Point placement records:
▼

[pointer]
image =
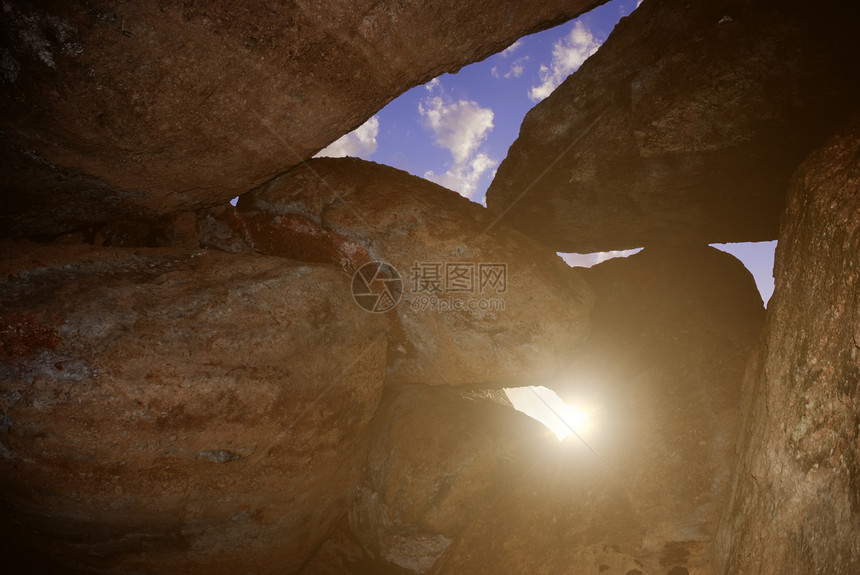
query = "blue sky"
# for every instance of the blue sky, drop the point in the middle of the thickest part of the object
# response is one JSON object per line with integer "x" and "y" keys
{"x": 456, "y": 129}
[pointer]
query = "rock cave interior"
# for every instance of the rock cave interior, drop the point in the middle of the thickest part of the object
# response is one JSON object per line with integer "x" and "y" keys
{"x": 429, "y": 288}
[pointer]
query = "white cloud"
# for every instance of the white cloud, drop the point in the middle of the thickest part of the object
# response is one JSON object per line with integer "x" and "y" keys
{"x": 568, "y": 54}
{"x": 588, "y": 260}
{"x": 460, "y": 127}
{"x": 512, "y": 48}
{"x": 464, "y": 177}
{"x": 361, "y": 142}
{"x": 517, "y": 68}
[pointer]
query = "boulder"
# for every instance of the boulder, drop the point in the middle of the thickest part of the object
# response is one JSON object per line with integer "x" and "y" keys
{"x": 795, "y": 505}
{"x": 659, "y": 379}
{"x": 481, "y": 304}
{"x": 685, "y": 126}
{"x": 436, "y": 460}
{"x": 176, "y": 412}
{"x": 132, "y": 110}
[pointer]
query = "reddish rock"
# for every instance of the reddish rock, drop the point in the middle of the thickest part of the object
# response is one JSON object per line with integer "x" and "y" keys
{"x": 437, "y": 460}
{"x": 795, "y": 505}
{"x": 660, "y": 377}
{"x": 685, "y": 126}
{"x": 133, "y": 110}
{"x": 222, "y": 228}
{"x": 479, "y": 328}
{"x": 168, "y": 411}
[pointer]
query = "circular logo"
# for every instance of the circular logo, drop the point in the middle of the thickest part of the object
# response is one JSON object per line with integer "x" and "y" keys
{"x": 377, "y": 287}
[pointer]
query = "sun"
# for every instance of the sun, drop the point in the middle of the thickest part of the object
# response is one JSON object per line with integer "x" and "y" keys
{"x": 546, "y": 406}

▲
▼

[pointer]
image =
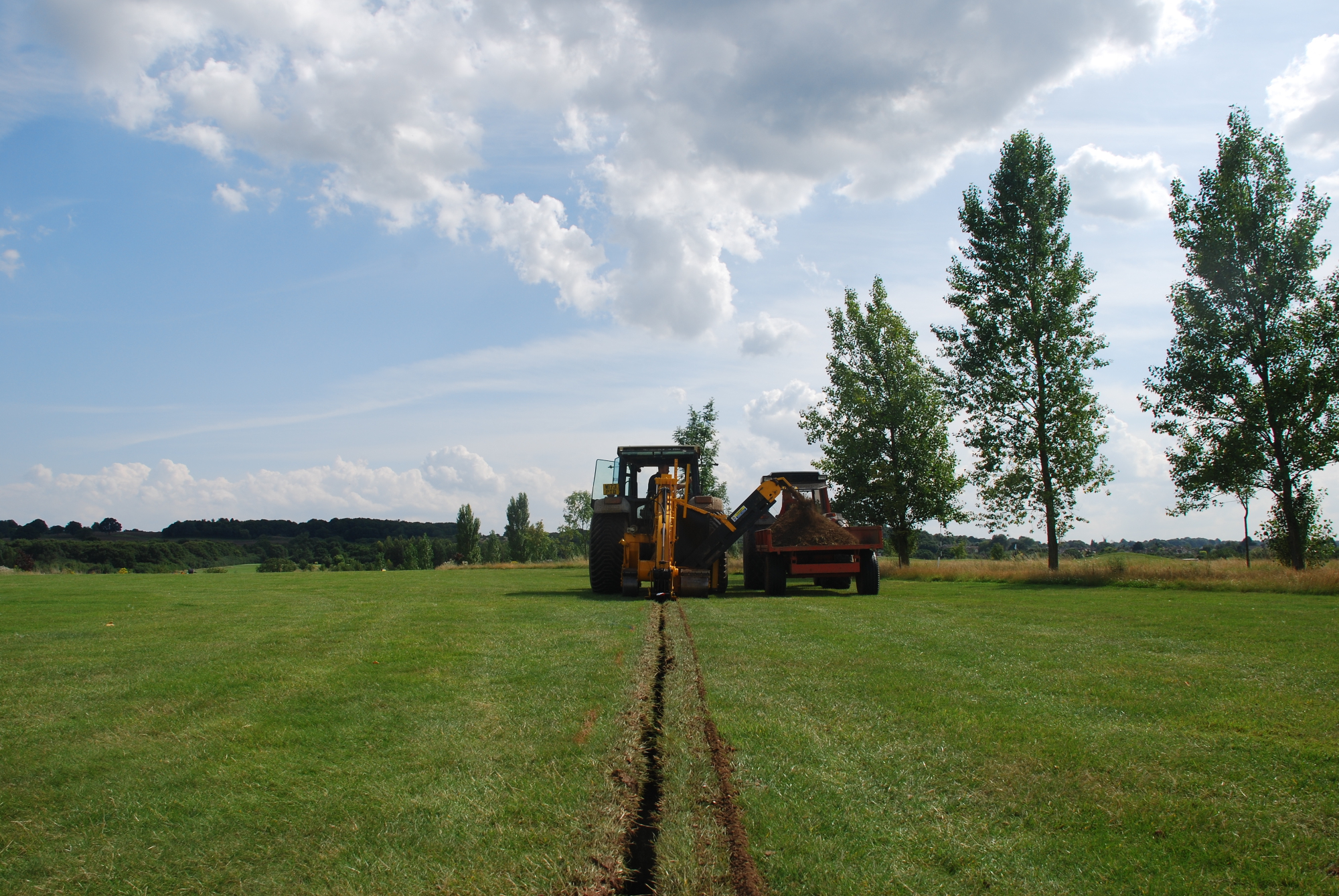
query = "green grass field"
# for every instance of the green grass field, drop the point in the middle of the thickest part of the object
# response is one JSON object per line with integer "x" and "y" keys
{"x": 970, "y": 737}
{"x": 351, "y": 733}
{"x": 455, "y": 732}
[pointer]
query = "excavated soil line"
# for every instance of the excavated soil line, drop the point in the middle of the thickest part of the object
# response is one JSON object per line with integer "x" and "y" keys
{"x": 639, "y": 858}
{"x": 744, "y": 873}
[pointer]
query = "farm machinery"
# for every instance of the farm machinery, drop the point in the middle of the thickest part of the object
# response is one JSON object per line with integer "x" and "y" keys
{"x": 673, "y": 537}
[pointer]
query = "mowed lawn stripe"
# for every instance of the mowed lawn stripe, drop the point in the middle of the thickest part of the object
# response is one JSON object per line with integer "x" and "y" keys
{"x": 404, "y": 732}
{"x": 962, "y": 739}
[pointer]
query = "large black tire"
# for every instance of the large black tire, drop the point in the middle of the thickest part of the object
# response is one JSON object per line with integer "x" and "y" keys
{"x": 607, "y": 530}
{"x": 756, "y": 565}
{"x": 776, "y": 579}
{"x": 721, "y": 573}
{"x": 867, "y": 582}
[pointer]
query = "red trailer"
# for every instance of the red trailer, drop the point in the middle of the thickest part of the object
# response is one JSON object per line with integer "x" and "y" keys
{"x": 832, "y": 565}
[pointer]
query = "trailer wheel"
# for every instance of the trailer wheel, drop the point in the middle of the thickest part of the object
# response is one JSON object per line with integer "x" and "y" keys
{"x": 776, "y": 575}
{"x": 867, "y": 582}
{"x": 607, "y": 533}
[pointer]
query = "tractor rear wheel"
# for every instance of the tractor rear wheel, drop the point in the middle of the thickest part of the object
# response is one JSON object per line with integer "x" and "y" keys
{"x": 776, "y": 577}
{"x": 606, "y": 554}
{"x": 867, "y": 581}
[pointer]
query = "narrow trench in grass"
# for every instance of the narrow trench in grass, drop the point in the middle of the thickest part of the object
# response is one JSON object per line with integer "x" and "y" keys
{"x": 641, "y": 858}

▲
▼

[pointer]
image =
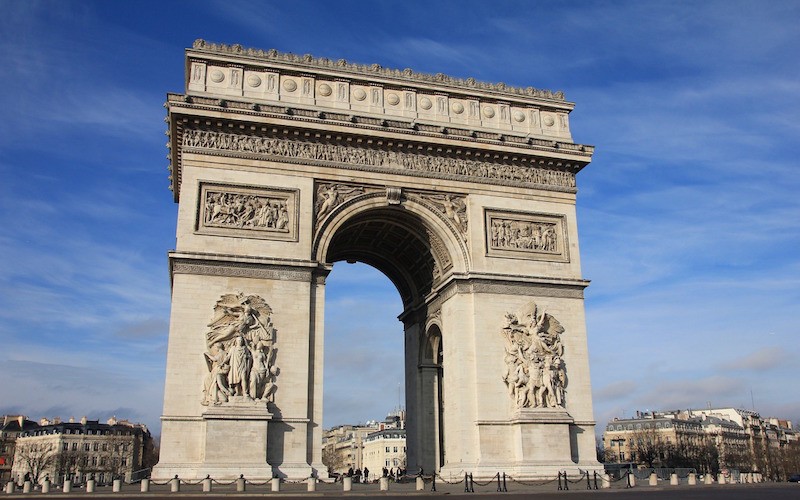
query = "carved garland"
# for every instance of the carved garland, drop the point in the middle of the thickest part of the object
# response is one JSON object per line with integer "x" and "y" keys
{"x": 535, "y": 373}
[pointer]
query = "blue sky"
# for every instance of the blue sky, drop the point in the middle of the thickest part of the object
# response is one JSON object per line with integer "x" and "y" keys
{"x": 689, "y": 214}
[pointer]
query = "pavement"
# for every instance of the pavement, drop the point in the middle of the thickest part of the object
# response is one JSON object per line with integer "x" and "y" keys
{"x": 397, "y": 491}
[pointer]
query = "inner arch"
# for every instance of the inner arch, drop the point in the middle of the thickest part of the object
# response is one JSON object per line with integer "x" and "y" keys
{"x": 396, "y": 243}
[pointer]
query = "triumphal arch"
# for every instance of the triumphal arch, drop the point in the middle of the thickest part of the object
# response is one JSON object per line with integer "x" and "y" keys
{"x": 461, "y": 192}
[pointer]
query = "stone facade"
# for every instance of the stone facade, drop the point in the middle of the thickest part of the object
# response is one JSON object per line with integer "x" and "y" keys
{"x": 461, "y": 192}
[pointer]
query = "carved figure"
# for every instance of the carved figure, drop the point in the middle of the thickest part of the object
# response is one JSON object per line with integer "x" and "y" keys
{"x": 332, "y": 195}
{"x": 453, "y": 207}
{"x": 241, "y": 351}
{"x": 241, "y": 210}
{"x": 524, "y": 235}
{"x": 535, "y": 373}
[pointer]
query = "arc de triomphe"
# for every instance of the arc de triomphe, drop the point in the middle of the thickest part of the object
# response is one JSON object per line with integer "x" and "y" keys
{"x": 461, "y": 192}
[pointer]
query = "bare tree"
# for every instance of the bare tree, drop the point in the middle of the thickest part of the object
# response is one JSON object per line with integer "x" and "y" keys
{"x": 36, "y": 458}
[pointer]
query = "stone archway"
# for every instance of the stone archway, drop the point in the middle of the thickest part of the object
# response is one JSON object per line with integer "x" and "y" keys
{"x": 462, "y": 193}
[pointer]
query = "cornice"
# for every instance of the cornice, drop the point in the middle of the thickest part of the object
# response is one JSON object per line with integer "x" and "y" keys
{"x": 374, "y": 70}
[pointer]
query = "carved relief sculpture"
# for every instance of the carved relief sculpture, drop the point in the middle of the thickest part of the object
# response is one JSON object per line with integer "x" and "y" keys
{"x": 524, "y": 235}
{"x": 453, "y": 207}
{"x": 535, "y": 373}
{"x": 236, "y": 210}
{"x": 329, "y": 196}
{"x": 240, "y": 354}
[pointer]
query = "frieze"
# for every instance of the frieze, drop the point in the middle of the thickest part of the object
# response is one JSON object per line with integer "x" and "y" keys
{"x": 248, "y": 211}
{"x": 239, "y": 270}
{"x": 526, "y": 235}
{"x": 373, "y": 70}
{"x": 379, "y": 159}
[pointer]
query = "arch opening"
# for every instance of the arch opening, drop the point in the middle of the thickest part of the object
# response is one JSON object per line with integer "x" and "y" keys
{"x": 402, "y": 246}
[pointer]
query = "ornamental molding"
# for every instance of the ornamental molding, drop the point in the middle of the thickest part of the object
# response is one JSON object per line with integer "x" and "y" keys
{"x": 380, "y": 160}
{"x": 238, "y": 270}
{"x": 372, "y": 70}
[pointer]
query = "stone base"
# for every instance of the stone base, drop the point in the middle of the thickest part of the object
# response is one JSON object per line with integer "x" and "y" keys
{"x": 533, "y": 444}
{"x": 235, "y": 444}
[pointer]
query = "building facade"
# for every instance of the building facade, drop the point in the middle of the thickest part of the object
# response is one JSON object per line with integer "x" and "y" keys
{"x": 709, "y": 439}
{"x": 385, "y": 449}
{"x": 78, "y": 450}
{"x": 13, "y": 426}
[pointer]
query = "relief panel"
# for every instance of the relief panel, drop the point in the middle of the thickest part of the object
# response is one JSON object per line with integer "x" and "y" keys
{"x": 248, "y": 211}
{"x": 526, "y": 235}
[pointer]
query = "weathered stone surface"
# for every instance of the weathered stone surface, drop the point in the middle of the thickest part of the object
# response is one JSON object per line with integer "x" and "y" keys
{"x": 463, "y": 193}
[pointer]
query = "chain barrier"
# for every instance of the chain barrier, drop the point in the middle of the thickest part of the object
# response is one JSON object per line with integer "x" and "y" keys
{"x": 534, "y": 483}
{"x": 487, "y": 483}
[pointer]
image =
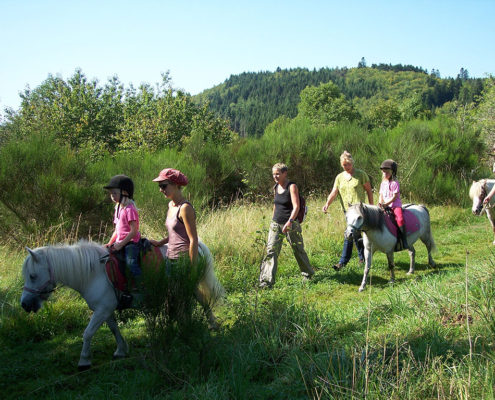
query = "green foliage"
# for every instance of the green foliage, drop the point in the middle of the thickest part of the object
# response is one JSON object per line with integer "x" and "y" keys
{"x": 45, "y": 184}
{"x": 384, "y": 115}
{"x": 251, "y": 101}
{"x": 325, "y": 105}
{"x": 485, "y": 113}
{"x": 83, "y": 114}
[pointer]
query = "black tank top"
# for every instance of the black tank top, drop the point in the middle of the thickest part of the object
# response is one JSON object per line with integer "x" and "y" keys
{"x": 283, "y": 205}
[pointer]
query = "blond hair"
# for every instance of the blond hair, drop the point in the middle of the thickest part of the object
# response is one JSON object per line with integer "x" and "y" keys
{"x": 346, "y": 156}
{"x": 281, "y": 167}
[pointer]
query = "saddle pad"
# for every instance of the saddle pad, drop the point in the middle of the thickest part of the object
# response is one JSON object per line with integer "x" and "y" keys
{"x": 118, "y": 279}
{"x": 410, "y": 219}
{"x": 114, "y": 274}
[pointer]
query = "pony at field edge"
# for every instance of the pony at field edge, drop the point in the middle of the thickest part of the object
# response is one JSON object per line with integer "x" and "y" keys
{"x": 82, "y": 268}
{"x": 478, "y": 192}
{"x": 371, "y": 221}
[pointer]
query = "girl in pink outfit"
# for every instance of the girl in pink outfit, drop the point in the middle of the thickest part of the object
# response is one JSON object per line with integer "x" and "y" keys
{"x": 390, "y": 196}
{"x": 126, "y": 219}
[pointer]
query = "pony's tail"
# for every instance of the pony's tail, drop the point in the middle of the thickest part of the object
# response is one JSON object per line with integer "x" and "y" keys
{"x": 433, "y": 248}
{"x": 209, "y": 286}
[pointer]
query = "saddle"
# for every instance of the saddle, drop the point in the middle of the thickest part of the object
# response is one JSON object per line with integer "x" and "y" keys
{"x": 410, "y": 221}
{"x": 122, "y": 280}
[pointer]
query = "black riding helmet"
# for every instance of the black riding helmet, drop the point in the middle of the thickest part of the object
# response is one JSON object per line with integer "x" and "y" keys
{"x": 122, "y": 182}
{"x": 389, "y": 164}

▲

→ **Required work**: Show every line in the rows above that contains the word "lawn", copying each one in full.

→ **The answer**:
query = "mowed lawn stripe"
# for every instance of the mowed lawn stripe, drop the point in the middle of the thickest part of the object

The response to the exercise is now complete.